[Coordinate annotation records]
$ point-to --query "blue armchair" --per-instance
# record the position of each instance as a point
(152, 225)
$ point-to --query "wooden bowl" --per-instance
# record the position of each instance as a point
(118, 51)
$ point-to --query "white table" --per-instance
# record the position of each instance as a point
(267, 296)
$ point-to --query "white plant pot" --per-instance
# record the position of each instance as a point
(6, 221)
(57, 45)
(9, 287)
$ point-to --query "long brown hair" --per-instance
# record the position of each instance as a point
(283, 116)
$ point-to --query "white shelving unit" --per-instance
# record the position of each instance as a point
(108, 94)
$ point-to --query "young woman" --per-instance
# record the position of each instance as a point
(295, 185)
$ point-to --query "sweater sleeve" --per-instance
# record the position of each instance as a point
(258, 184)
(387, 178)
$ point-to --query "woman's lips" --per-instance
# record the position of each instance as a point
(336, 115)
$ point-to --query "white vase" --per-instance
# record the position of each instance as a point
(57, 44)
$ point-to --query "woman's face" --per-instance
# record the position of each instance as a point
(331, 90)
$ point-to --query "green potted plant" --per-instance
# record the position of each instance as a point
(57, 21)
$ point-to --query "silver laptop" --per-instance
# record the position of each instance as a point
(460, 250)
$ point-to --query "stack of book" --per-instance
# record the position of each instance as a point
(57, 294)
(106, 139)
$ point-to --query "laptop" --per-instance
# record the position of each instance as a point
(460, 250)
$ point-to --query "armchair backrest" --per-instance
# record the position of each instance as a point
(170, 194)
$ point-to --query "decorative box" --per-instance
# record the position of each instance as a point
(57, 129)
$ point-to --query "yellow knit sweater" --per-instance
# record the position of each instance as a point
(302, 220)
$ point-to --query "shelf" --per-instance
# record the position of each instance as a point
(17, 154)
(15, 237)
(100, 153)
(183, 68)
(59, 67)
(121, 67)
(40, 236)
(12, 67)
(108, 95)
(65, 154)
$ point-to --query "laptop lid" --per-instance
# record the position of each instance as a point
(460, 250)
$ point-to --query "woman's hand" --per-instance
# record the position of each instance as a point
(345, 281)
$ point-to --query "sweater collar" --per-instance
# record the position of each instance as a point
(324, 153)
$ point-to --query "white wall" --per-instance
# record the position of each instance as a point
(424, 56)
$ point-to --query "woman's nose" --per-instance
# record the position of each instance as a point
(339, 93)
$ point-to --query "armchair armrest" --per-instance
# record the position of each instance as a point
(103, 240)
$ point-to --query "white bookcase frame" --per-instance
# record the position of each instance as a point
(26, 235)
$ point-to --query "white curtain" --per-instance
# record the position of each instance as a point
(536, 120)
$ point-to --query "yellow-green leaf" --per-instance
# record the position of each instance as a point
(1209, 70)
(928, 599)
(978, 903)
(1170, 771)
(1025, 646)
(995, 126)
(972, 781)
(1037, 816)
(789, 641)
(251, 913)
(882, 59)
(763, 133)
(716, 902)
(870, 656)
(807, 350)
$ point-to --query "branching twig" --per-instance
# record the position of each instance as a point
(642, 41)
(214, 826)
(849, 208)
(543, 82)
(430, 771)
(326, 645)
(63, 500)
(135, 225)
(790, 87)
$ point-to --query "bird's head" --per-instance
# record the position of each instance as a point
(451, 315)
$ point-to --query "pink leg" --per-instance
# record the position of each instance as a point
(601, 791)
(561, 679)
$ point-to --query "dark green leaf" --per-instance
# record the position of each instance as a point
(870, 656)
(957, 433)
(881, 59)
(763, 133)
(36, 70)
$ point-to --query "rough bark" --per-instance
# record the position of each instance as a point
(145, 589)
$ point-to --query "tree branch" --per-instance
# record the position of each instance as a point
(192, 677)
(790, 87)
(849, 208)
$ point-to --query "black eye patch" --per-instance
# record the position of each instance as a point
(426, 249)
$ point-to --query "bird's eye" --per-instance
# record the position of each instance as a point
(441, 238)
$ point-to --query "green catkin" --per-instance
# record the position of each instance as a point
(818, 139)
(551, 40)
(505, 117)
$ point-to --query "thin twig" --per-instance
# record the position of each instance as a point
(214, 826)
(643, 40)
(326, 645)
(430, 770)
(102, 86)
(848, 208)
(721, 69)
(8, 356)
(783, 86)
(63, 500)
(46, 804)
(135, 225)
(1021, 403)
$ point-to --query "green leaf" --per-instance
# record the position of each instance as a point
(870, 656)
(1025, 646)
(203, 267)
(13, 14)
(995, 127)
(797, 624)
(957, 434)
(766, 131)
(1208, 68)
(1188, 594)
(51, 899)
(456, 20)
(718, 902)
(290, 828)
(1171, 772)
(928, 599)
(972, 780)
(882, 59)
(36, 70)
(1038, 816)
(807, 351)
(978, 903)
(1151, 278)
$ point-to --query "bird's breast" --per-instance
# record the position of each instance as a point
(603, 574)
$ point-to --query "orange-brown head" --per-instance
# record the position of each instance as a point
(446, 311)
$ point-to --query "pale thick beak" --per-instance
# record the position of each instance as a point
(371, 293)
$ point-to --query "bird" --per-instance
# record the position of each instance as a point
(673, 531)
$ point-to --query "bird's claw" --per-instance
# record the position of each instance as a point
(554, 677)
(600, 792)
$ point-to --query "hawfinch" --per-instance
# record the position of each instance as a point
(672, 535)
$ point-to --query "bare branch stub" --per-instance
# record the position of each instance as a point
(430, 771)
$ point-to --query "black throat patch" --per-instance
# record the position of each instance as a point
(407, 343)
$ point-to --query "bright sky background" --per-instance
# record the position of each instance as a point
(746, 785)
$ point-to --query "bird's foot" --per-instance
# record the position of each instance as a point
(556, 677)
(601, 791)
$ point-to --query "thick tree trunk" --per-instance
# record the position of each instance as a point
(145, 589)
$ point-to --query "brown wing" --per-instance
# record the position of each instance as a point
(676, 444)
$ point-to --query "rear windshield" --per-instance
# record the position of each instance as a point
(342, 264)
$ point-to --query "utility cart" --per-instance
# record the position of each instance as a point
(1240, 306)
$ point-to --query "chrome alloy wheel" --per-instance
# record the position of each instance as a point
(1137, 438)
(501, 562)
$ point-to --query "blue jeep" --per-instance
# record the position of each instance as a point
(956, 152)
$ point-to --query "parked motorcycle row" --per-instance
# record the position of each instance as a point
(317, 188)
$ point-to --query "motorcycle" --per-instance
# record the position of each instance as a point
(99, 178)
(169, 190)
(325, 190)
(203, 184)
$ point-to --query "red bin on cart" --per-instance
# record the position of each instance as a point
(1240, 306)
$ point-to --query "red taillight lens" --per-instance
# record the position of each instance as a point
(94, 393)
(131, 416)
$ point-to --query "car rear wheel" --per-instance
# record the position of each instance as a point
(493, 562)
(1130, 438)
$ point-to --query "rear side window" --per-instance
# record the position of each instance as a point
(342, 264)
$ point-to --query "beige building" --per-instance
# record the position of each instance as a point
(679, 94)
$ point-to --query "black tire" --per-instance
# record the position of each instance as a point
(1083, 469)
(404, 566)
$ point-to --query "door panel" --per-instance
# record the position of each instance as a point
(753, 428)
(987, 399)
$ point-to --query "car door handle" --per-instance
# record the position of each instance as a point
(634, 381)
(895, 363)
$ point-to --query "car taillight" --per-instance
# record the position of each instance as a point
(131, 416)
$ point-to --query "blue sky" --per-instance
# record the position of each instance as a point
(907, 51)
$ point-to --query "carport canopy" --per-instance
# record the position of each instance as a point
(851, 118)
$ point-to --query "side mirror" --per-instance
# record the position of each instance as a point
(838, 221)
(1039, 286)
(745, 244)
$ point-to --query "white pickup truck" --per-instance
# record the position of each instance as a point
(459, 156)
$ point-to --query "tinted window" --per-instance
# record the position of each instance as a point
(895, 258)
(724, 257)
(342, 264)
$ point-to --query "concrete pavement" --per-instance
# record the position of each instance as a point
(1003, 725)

#### [SHORT PROBLEM]
Repeat the material above exactly.

#### [OUTPUT FOR THIS TASK]
$ point-to --query "blue armchair" --per-instance
# record the position of each instance as a point
(152, 225)
$ point-to --query "wooden bowl" --per-instance
# record the position of each instance as a point
(118, 51)
$ point-to --query "white table" --per-instance
# record the position of each instance as a point
(267, 296)
$ point-to --query "white plant pot" --per-instance
# record the position of each instance as a point
(6, 221)
(57, 45)
(9, 287)
$ point-to --query "long brown hair" --per-instance
# record the position of each instance as a point
(283, 116)
$ point-to --query "white shelving unit" --per-instance
# record the position of each instance as a point
(108, 94)
$ point-to --query "young woman" --per-instance
# record the position of each instance as a point
(295, 185)
$ point-to --query "sweater sleeve" --per-instance
# record the position of each instance as a point
(258, 184)
(387, 178)
$ point-to --query "woman's lips" --per-instance
# record the position of each instance as a point
(336, 115)
$ point-to --query "white vase" --per-instance
# record the position of each instance as a point
(57, 44)
$ point-to --query "woman's face" --per-instance
# record the position of each instance as a point
(331, 90)
$ point-to --query "green potted plant" --per-instance
# record the position of each instance as a point
(57, 21)
$ point-to --query "silver laptop" --per-instance
# record the position of each instance as a point
(460, 250)
$ point-to --query "stack of book" --per-instance
# record the position of each instance as a point
(57, 294)
(106, 139)
$ point-to --query "laptop" --per-instance
# record the position of each instance as a point
(460, 250)
$ point-to --query "armchair backrest" --per-instance
# record the position of each instance as a point
(170, 194)
$ point-to --query "decorative box" --per-instance
# record the position of each instance as a point
(57, 129)
$ point-to --query "yellow knit sweater" --per-instance
# record the position of each instance as a point
(302, 220)
$ point-to --query "shelf" --per-instance
# record the position of each instance as a point
(17, 154)
(15, 237)
(100, 153)
(183, 68)
(59, 67)
(121, 67)
(40, 236)
(12, 67)
(108, 95)
(65, 154)
$ point-to --query "laptop lid" --per-instance
# record the position of each instance as a point
(460, 250)
$ point-to --query "woman's hand" --per-instance
# record the position of each instance as a point
(345, 281)
$ point-to --query "sweater collar" --per-instance
# record the position of each instance as a point
(324, 153)
$ point-to --query "white wall" --per-instance
# record the position of each instance as a point
(424, 56)
$ point-to --query "woman's nose" --per-instance
# record the position of each instance as a point
(339, 93)
$ point-to --query "armchair armrest" --per-instance
# record the position of each instance as a point
(103, 240)
$ point-to --query "white bookcase frame" --per-instance
# record the position of each instance as a point
(26, 235)
$ point-to --query "white curtain" --per-instance
# record the position of each instance as a point
(536, 120)
$ point-to --query "yellow-green leaf" --per-instance
# record the position of each instance as a point
(1209, 70)
(928, 599)
(978, 903)
(1170, 771)
(1025, 646)
(995, 126)
(972, 781)
(1037, 816)
(789, 641)
(251, 913)
(882, 59)
(763, 133)
(716, 902)
(870, 656)
(807, 350)
$ point-to --query "branching twig" --per-instance
# record the position of each instance as a point
(642, 41)
(214, 826)
(849, 208)
(543, 82)
(430, 771)
(326, 645)
(63, 500)
(135, 225)
(790, 87)
$ point-to --query "bird's head" --per-instance
# record the position of each instance as a point
(451, 315)
$ point-to --query "pink leg" --per-instance
# record the position of each instance as a point
(601, 791)
(561, 679)
$ point-to --query "dark green leaf" --per-instance
# record the position of each instance as a point
(870, 656)
(957, 433)
(881, 59)
(763, 133)
(36, 70)
$ point-to --query "rough bark" --per-instance
# record the position of each instance as a point
(145, 589)
$ point-to --query "tree branch" --per-instance
# record the position of each instance as a point
(192, 677)
(790, 87)
(849, 208)
$ point-to --query "black eye patch" --per-instance
# record the position of each instance as a point
(426, 249)
$ point-to --query "bird's eye" --per-instance
# record the position of each instance as a point
(441, 238)
$ point-to --query "green catkin" --per-instance
# record the position of each instance as a point
(818, 139)
(551, 40)
(505, 117)
$ point-to --query "thin twig" --per-instance
# record the position of each instance as a point
(214, 826)
(643, 40)
(326, 645)
(430, 770)
(102, 86)
(848, 208)
(721, 69)
(8, 356)
(783, 86)
(63, 500)
(46, 804)
(135, 225)
(1021, 403)
$ point-to --query "green leaf" --per-instance
# record the position of each instance as a point
(870, 656)
(1025, 646)
(203, 267)
(13, 14)
(995, 127)
(797, 624)
(957, 434)
(766, 131)
(1208, 68)
(1188, 594)
(51, 899)
(456, 20)
(718, 902)
(290, 828)
(1171, 772)
(928, 599)
(972, 780)
(882, 59)
(36, 70)
(1038, 816)
(807, 351)
(978, 903)
(1151, 278)
$ point-to --query "bird's breast" --per-instance
# record the position of each instance as a point
(603, 574)
$ point-to --query "orange-brown head" --per-instance
# record the position of each instance as a point
(446, 311)
$ point-to --query "pale thick beak" --per-instance
# record the position of each instance as a point
(371, 293)
$ point-to --query "bird" --per-instance
# record the position of each instance as a point
(673, 531)
$ point-to --query "bird's claw" --per-instance
# record the position of each instance as a point
(554, 677)
(600, 792)
$ point-to --query "hawfinch" --per-instance
# record the position of each instance as a point
(672, 535)
$ point-to --query "bare branch stub" --per-instance
# record the position of each instance as a point
(430, 771)
$ point-to --query "black throat patch" --per-instance
# record the position of each instance as a point
(407, 343)
$ point-to --query "bright sky background" --per-instance
# record the position of each instance as a point
(746, 785)
$ point-to --query "bird's foot" --per-instance
# record the position of each instance as a point
(556, 677)
(601, 791)
$ point-to --query "thick tree trunk" --per-instance
# record the position of each instance as a point
(145, 589)
$ point-to --query "brown wing" --per-instance
# record the position of each instance as a point
(676, 444)
$ point-to --query "rear windshield" --per-instance
# record the position of each instance as a point
(342, 264)
$ point-to --query "utility cart" --per-instance
# record the position of each instance as a point
(1240, 306)
$ point-to --query "chrome alloy wheel" --per-instance
# record the position of each instance as a point
(1137, 438)
(501, 562)
$ point-to --query "blue jeep" --per-instance
# record the position of each instance as a point
(956, 152)
$ point-to --query "parked motorcycle row" --per-instance
# record the position of each instance as a point
(317, 188)
$ point-to --query "motorcycle" --per-instance
# record the position of each instance as a point
(99, 178)
(169, 190)
(325, 190)
(203, 184)
$ point-to --query "red bin on cart" --per-instance
# record the position of each instance as a point
(1240, 306)
$ point-to --query "red taillight lens" --per-instance
# record the position of each instance as a point
(94, 393)
(131, 416)
$ point-to --query "car rear wheel" --per-instance
# record the position of each instance as a point
(493, 562)
(1130, 438)
$ point-to --query "rear side window" --per-instance
# record the position of each instance as a point
(342, 264)
$ point-to --query "beige building" --per-instance
# record the position of each instance as a point
(679, 94)
$ point-to --query "black tire" --per-instance
# record the position of each instance as a point
(1083, 469)
(404, 566)
$ point-to --query "door panel" --per-instance
# record the position of each instance as a point
(753, 428)
(987, 399)
$ point-to --query "car door handle" --per-instance
# record the position of each instance as a point
(634, 381)
(895, 363)
$ point-to --query "car taillight" --per-instance
# record the position of each instance as a point
(131, 416)
$ point-to --query "blue sky" --per-instance
# record the position of each instance as a point
(907, 51)
$ point-to --query "carport canopy" --per-instance
# record the position of each instance as a point
(851, 118)
$ point-to --query "side mirror" --per-instance
# record the position of each instance as a point
(838, 221)
(1039, 286)
(745, 244)
$ point-to --query "white pickup truck" --per-instance
# record the position of each instance as a point
(459, 156)
$ point-to --query "tinted window" --per-instance
# record the position of each instance as a point
(895, 258)
(724, 257)
(342, 264)
$ point-to --query "concrete pavement" --per-instance
# record the position of each instance as a point
(1003, 725)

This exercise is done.